INPUT ROWS:
══════════════════════════════

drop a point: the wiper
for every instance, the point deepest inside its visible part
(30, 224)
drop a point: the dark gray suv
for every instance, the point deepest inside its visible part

══════════════════════════════

TASK BRIEF:
Return, word for word, each line from the line that contains "drop a point: the dark gray suv" to the end of the listing above; include both end lines and nothing else.

WRITTEN REPLY:
drop a point: the dark gray suv
for every instance, the point deepest inside its visible part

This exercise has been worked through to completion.